▸ WHAT YOU SHOULD DO
Please set down the data word for word; images do not go in the copy.

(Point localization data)
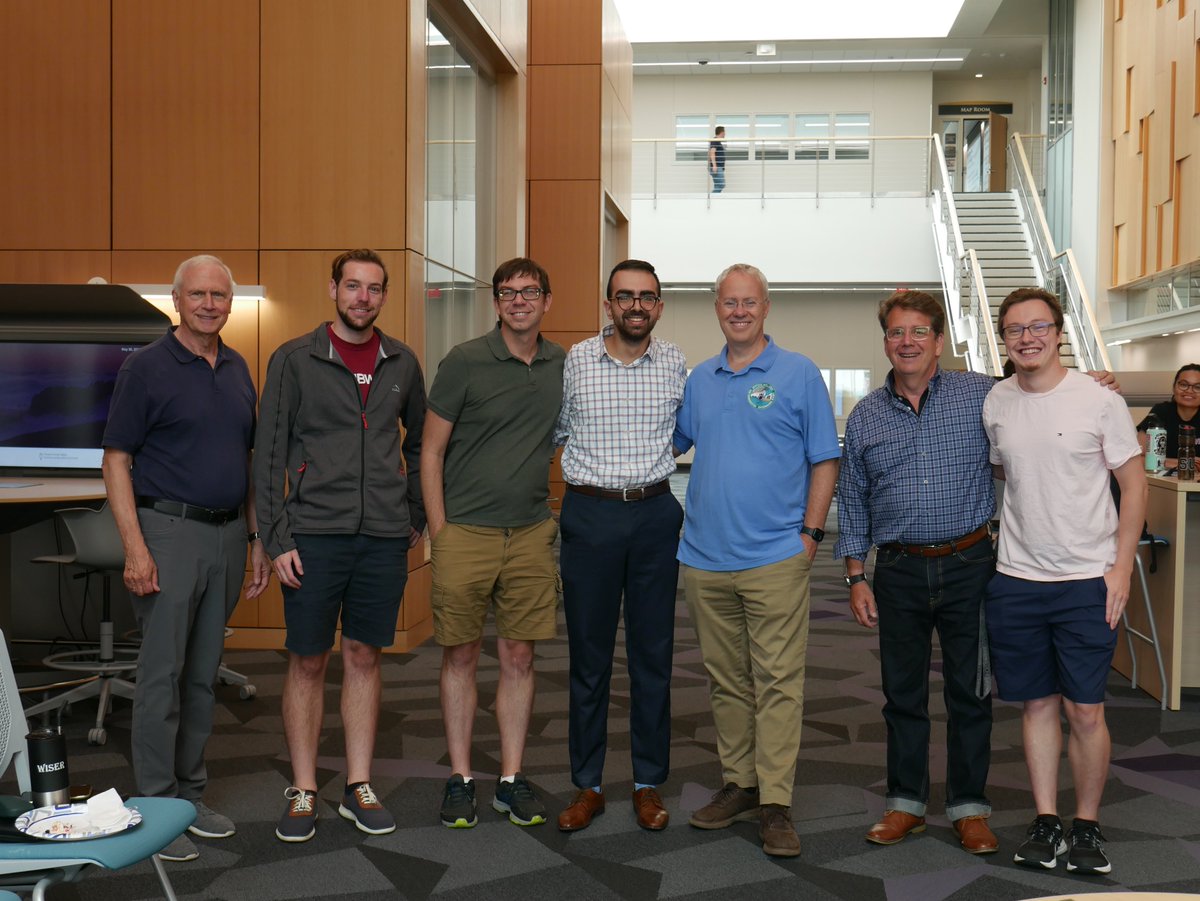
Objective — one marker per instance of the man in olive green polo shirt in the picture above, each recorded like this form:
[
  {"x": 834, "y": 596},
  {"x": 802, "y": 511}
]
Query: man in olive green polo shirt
[{"x": 485, "y": 469}]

▸ TASK RESULT
Objective — one marker per instance of the man in olive green polo shirt in the picture above, each recorded like this form:
[
  {"x": 834, "y": 596},
  {"x": 802, "y": 511}
]
Query: man in olive green polo shirt
[{"x": 485, "y": 469}]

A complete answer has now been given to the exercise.